[Point-per-instance localization data]

╔══

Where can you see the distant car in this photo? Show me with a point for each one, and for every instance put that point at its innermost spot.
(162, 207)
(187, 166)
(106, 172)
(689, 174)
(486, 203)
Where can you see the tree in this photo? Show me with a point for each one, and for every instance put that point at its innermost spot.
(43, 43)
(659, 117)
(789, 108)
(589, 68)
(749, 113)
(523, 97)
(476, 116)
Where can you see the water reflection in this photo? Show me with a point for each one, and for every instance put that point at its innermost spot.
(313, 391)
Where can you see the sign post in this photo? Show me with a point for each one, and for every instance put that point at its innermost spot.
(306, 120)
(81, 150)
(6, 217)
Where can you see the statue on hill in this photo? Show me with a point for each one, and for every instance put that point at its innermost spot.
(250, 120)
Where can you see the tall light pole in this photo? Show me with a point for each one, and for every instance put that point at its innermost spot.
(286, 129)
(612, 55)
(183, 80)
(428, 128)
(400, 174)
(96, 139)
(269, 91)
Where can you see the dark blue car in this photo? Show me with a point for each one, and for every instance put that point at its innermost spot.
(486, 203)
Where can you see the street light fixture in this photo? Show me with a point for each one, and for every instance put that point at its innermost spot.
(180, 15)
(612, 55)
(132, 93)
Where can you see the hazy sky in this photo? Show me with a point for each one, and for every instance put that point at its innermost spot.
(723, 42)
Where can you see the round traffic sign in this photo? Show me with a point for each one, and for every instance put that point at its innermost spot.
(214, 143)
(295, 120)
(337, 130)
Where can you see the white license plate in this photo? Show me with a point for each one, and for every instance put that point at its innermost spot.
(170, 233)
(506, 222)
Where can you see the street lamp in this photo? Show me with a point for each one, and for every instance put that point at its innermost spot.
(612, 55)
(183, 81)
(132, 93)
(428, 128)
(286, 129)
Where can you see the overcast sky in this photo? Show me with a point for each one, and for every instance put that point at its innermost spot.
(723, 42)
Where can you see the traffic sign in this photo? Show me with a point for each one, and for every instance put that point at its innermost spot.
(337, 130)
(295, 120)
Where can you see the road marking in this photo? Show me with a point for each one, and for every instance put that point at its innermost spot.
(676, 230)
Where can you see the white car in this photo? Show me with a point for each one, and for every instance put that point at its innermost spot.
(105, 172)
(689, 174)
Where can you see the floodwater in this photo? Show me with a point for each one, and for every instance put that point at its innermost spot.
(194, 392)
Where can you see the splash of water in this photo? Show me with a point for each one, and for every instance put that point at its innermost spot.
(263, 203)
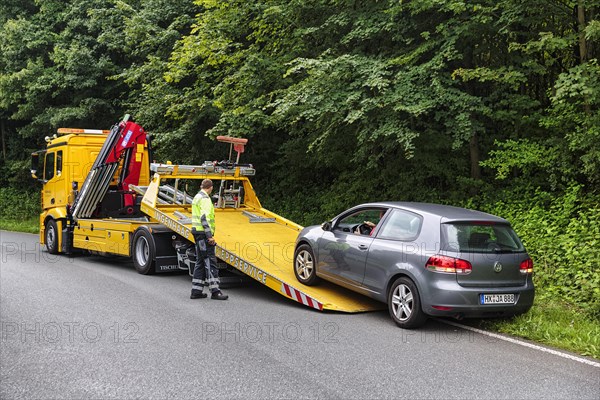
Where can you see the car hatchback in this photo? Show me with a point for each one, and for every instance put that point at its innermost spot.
(421, 259)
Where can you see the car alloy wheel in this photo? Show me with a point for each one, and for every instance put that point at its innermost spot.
(404, 304)
(304, 265)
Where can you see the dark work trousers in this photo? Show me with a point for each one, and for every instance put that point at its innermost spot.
(205, 270)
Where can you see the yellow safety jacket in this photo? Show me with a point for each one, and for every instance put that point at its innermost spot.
(203, 214)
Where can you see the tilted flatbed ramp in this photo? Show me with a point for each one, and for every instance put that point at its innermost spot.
(250, 238)
(265, 252)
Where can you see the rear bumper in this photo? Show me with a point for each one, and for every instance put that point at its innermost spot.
(463, 301)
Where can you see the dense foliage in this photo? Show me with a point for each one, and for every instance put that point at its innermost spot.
(491, 104)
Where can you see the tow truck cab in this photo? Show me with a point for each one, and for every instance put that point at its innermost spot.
(63, 166)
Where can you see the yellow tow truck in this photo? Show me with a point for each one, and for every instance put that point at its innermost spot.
(101, 193)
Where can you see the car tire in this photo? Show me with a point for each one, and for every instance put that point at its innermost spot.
(51, 237)
(143, 252)
(305, 268)
(404, 304)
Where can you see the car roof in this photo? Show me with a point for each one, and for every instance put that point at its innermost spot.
(447, 213)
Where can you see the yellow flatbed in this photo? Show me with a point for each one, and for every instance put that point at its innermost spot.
(265, 251)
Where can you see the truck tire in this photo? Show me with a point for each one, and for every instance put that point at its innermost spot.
(51, 237)
(143, 252)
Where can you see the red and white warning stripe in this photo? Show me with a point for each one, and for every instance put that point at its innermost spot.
(300, 297)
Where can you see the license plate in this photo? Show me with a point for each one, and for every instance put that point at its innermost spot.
(497, 298)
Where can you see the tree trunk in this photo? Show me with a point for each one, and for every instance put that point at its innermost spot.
(474, 150)
(3, 135)
(581, 24)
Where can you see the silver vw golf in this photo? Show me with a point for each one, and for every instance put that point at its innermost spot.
(421, 259)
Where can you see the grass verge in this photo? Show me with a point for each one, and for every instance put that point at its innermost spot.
(29, 225)
(553, 323)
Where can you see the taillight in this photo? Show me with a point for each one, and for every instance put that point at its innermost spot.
(448, 265)
(526, 266)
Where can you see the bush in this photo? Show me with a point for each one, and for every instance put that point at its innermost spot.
(562, 235)
(18, 204)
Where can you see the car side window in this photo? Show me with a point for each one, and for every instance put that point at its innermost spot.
(401, 225)
(350, 222)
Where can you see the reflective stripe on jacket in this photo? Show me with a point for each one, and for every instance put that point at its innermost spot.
(203, 214)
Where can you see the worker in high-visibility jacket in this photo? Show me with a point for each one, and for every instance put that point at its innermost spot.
(203, 229)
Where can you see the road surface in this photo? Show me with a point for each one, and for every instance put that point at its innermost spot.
(91, 327)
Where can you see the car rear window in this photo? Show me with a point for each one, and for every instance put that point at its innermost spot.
(480, 237)
(401, 225)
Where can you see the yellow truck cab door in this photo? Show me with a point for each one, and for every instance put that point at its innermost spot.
(54, 183)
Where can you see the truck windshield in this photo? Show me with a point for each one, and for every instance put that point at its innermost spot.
(480, 237)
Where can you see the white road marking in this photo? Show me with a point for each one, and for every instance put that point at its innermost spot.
(523, 343)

╚══

→ **YOUR ASSIGNMENT**:
All of the data must be repeated exactly, except for the pictures.

→ **SOLUTION TO THIS TASK**:
Where can you see the distant car in this photo? Show me with a point for each one, and for every instance put that point at its innermost spot.
(162, 207)
(187, 166)
(106, 172)
(689, 174)
(486, 203)
Where can you see the tree in this photo? Show me with a point for each one, and for every instance put that point at its innermost spot.
(43, 43)
(659, 117)
(789, 108)
(589, 68)
(749, 113)
(523, 97)
(476, 116)
Where can you see the water reflection in this photo? Show me with a point for each one, and for every instance put that point at its innermost spot.
(313, 391)
Where can you see the sign post in this photo? Show me with a point for each one, and for every instance put that point at its innermost spot.
(306, 120)
(81, 150)
(6, 217)
Where can you see the statue on hill in this photo? Show me with a point for each one, and for every instance put that point at its innermost spot.
(250, 120)
Where can you see the tall light pole in this photo? Show me with a point for each one, and for every instance put that point at its innermost spot.
(286, 129)
(612, 55)
(183, 80)
(428, 128)
(400, 174)
(96, 139)
(269, 91)
Where can you see the dark blue car in this photo? Show me with a point for each one, and for every instance put that point at its innermost spot.
(486, 203)
Where can you see the street light fixture in this photo? Show me with a point for each one, and for every instance put that point at its innermost spot.
(180, 15)
(612, 55)
(132, 93)
Where can you see the hazy sky in this photo? Show me with a point for each one, and for every instance put that point at its innermost spot.
(723, 42)
Where can you see the round traffic sign in this photo? Show me with a point for each one, and for every instance put that point at its innermost spot.
(214, 143)
(295, 120)
(337, 130)
Where can you see the white license plate in this photo? Show me with a point for each one, and for every instance put that point at its innermost spot.
(170, 233)
(506, 222)
Where can you see the street lamp in this photo? Show me with a point for each one, and for every instance put that point at its innermost spot.
(612, 55)
(183, 81)
(132, 93)
(428, 128)
(286, 129)
Where can you see the overcast sky in this photo? Show me with a point for each one, and for every instance put that point at its innermost spot.
(723, 42)
Where can you see the traffic sign in this photo? Show me with a point for each one, and for every instance put that point at its innermost spot.
(337, 130)
(295, 120)
Where can you see the road marking in this photo? Show me with a point for each one, and for every instance put that point at its innermost spot.
(676, 230)
Where can you see the white car in this photo? Show me with a point for each one, and for every instance put that point at its innermost spot.
(105, 172)
(689, 174)
Where can you see the floodwater in this photo? Show me with a point for each one, and for every instance put that point at its innermost spot.
(194, 392)
Where can you see the splash of water in this photo? Show me with a point for each one, and for every instance put that point at its innermost spot.
(263, 203)
Where can you see the car hatchback in this photo? Show me with a point for each one, and for every instance put that point at its innermost spot.
(421, 259)
Where can you see the car alloy wheel in this photo? Show me with a point for each one, and for every instance put that point at its innermost spot.
(404, 304)
(304, 265)
Where can you see the dark work trousers in this photo? Show me with a point for each one, and for every instance put that point at its innermost spot.
(205, 270)
Where can you see the yellow safety jacket in this photo? Show me with a point for each one, and for every instance put that point at its innermost spot.
(203, 214)
Where can you see the tilted flatbed ramp in this photo? Show me with a point for each one, and for every instance put that point at its innermost spot.
(250, 238)
(265, 252)
Where can you see the rear bumper in this photo? Show me with a point for each one, and for every instance put that point at its innermost spot.
(463, 301)
Where can you see the dense foliage in this photo? Show me with a point for each one, and for every instance put that point at its innermost spot.
(491, 104)
Where can you see the tow truck cab in this photo? Show me with a point for each one, and for every instance put that point at its innermost spot.
(63, 166)
Where can you see the yellow tow truck in this photo? Show me with a point for each one, and for every instance put that point at its innermost spot.
(101, 193)
Where can you see the car tire in this photo? Show me with a point for each one, and for every instance put that point at its innermost spot.
(51, 237)
(143, 252)
(305, 268)
(404, 304)
Where can you see the car roof in this photo? Show me with a point for each one, and for every instance put that point at its innermost spot.
(447, 213)
Where can you see the yellow flatbed in this photo? Show me with a point for each one, and for every instance put that point at its innermost spot.
(265, 251)
Where can you see the truck tire in this photo? Show me with a point for each one, and for every instance put that point at its innermost spot.
(51, 237)
(143, 252)
Where can you see the red and white warning stripe in this photo? Show me with a point for each one, and for every instance put that point at its innermost spot.
(300, 297)
Where can you see the license plate in this photo? Show me with a point for each one, and for every instance put that point at its innermost spot.
(497, 298)
Where can you see the tree trunk in this photo? Show me with a point for each one, and for every instance put that point at its innermost spot.
(474, 150)
(3, 135)
(581, 24)
Where can you see the silver vw golf in this photo? Show me with a point for each one, and for every instance put that point at its innermost spot.
(421, 259)
Where can you see the grass verge in this photo? Show me with a point for each one, and for every instance put that point at its innermost spot.
(29, 225)
(553, 323)
Where can you see the taillight in this photo? Show me with a point for each one, and for every instance put that point at its innermost spot.
(448, 265)
(526, 266)
Where can you see the bush in this photo? Show me with a point for each one, and for every instance put that point at its innermost spot.
(562, 235)
(18, 204)
Where can you see the car side window in this photo? Show me with a point for each one, and for every instance put that point at its innermost spot.
(401, 225)
(350, 222)
Where can you see the reflective stripe on jacket in this photo? Show me with a point for each one, and for every instance put that point at its innermost spot.
(203, 214)
Where can you see the worker in high-visibility jacket in this photo? Show me with a point for each one, and for every instance put that point at its innermost spot.
(203, 229)
Where can you see the road surface in this photo? Show me with a point for each one, and for every instance put that point at its innermost spot.
(91, 327)
Where can you see the car rear window in this photo? Show me with a point for each one, and for every instance put that point at its innermost spot.
(480, 237)
(401, 225)
Where can you see the yellow truck cab door in this photo? Show me with a point for each one, and for every instance put that point at its innermost spot.
(54, 183)
Where can you see the truck windshield in this photo? Show me with a point for each one, and for every instance put that point at its innermost spot.
(480, 237)
Where can you see the white road marking in this photo? Show me with a point for each one, and for every instance put that point at its innermost spot.
(523, 343)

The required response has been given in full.